> _Tasks to perform_
[a] Set down the passage of the snorkeling guide between "Read more in" and "and big swells.", inclusive, copying it word for word.
[b] Answer these from the snorkeling guide:
(i) What is the entry fee for Hanauma Bay?
(ii) During which months is Shark's Cove not safe, and why?
(iii) How long does the large-group Turtle Canyon Snorkel Excursion last?

> _Document text_
◇ ◇ ◇

Beginner snorkeling spots on Oʻahu
Oʻahu has a great selection of beginner snorkel spots. Here are 3 to try out:
1: Hanauma Bay
If you’re a beginner snorkeler on Oʻahu, Hanauma Bay is hands-down the best choice. A protected nature preserve, it offers shallow water and large reefs, home to some of Oʻahu’s best coral and sea life. Lifeguards are always on duty, conditions are usually calm, and the sandy beach makes it a great place to spend the day.
reservations have to be made to get into the Hanauma Bay Nature Preserve. These reservations get sol out quickly and can be made starting at 7 a.m. two days prior to the desired visit (i.e. reservations for Wednesday can be made the Monday before at 7 a.m.) through the Department of Parks and Recreation website. There also is a $25 entry fee.
Read more in how to visit in our complete visitor guide to Hanauma Bay.
2: Shark’s Cove
Located on the north shore, Shark’s Cove is a naturally-protected swimming area that’s perfect for beginner snorkelers during the summer due to its calm waters and contained nature. Natural rock walls block the surf and keep fish inside, and the water is shallow, so you can stand up at any time. A food truck park across the street provides a place to rest and refuel. Note: Shark’s Cove is not safe during the winter months due to rough waters and big swells.
Learn more about snorkeling at Shark’s Cove.
3: Sans Souci Beach (Waikīkī)
Staying in Waikīkī? Sans Souci Beach is the best place to snorkel in Waikīkī, and it’s a great place for beginners, too. It is part of the Waikīkī Marine Life Conservation District, with multiple reefs, tropical fish, and sea turtles. Access is easy, walkable from many hotels, with a sandy beach entrance. The reef extends out into deeper water, offering opportunity for growth, with wonderful views of the Waikīkī skyline and coast.
Check out our guide to Sans Souci Beach.
Another very easy Waikiki snorkeling spot – Turtle Canyon – is one of the most dependable places to see sea turtles on the south shore. It has many small dense coral formations and serves as a “cleaning station” for turtles, who come to have their shells cleaned by small fish. This area is located offshore of Waikīkī and is best visited via a catamaran or sailing tour.
Turtle Canyon Snorkel Excursion (large group, super affordable)
Enjoy a large group (super affordable!) snorkeling trip along the Waikiki Coast to the Turtle Canyons snorkel site.
Duration: 2 hours
Free cancellation: up to 48 hours before tour
The trip to the snorkeling spot is pretty standard and always offers great views. The biggest difference between providers is the boat (and group) size, which in turn influences the price. See for example the following 2 tours that use vessels with a 40 (shown above) and 6 people (shown below) max capacity:
Turtle Canyon Snorkel (Small-Group Tour with 100% Turtle Guarantee)

◇ ◇ ◇

> _Data extract_
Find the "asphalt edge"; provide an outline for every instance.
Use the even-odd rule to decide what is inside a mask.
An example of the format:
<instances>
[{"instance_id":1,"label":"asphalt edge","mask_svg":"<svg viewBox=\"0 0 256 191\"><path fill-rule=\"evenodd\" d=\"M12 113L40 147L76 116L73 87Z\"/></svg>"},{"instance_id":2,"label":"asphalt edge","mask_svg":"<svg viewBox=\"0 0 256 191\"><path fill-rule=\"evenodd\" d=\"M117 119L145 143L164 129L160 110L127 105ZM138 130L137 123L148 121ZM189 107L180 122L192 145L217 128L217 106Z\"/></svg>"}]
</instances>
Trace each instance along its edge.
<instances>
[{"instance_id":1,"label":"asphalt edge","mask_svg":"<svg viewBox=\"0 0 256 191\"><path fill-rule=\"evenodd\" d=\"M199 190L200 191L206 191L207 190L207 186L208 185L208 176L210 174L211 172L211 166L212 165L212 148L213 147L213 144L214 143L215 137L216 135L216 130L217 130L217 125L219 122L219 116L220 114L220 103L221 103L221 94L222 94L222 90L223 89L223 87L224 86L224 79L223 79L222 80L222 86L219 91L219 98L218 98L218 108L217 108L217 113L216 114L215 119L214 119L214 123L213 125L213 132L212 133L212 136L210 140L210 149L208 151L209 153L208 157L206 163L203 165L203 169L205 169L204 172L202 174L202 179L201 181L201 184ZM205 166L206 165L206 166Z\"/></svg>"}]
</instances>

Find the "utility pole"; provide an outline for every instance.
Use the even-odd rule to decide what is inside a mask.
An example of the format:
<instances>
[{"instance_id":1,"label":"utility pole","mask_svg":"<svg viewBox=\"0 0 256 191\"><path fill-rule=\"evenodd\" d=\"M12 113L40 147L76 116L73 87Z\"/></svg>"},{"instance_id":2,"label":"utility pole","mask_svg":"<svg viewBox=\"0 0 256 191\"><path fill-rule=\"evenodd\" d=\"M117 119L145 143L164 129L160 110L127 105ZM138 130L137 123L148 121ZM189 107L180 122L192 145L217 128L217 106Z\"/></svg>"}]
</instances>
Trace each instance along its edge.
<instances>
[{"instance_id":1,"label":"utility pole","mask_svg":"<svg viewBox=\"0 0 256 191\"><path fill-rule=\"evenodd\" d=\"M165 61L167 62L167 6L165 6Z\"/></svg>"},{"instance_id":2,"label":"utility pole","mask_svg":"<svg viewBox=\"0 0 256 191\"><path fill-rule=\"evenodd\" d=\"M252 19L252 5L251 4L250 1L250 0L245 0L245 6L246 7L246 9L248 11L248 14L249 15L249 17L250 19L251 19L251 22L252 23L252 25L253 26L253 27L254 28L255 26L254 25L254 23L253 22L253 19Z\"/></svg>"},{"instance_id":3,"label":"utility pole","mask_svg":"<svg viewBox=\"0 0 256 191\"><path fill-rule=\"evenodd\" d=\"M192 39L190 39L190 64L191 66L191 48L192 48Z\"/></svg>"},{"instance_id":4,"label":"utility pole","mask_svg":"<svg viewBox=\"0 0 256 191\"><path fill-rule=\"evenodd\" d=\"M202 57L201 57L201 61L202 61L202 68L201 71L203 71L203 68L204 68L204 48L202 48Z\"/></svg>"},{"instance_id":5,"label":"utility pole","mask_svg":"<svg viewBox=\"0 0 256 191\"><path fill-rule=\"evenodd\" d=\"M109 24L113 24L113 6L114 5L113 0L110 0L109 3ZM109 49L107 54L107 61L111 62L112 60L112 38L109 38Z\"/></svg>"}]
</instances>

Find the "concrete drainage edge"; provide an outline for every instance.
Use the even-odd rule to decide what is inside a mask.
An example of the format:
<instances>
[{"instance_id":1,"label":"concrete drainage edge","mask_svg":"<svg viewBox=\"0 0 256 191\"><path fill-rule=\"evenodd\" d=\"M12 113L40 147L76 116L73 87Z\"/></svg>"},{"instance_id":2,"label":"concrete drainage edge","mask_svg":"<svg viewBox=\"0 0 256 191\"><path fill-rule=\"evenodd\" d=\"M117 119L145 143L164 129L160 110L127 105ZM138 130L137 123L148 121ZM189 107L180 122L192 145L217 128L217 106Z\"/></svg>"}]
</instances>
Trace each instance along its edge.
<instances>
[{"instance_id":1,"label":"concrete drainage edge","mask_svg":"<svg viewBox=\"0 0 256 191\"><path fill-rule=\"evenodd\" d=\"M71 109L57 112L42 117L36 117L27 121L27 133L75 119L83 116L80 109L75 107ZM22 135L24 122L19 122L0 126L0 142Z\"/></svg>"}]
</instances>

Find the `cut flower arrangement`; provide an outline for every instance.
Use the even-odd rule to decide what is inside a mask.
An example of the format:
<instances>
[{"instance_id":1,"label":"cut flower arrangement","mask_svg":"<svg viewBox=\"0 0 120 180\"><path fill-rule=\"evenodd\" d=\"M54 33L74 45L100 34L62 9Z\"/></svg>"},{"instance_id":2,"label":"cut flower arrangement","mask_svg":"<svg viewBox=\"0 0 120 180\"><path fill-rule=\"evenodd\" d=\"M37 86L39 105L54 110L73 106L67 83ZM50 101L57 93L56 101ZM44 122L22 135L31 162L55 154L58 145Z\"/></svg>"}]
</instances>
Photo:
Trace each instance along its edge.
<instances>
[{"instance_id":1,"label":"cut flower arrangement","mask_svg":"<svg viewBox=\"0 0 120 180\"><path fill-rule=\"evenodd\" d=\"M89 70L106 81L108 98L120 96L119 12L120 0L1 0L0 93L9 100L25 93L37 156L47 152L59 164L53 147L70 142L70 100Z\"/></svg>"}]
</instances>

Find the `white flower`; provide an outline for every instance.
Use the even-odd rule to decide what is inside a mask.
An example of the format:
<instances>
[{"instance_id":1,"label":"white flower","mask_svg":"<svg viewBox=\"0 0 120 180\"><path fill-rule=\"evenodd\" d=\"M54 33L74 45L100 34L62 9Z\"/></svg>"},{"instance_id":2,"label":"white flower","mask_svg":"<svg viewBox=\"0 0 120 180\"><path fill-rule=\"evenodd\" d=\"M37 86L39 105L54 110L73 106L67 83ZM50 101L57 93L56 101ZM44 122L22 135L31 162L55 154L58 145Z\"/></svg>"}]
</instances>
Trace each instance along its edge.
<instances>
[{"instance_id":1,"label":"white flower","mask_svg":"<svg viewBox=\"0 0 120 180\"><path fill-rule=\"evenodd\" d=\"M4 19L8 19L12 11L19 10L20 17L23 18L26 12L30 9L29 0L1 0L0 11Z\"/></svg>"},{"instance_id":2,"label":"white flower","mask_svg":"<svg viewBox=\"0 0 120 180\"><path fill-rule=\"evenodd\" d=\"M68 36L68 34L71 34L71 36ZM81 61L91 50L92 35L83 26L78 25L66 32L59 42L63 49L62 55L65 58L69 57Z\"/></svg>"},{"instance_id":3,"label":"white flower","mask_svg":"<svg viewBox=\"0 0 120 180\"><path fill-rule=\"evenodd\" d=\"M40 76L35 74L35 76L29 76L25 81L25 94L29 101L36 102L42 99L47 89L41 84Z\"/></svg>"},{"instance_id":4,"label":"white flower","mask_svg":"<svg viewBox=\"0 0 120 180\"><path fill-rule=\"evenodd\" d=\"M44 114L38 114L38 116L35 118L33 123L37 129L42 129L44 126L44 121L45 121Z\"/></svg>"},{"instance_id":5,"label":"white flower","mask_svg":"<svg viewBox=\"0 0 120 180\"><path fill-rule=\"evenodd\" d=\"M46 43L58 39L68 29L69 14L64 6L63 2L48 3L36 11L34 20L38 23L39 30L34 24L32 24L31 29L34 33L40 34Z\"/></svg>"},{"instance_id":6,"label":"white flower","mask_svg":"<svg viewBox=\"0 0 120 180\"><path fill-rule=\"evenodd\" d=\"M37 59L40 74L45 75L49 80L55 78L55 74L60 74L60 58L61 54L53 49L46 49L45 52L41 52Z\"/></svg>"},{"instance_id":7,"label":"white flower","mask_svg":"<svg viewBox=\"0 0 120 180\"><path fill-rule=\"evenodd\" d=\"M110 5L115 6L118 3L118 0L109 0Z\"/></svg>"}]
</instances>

◇ ◇ ◇

> _Answers by task_
[a]
Read more in how to visit in our complete visitor guide to Hanauma Bay.
2: Shark’s Cove
Located on the north shore, Shark’s Cove is a naturally-protected swimming area that’s perfect for beginner snorkelers during the summer due to its calm waters and contained nature. Natural rock walls block the surf and keep fish inside, and the water is shallow, so you can stand up at any time. A food truck park across the street provides a place to rest and refuel. Note: Shark’s Cove is not safe during the winter months due to rough waters and big swells.

[b]
(i) $25.
(ii) The winter months, because of rough waters and big swells.
(iii) 2 hours.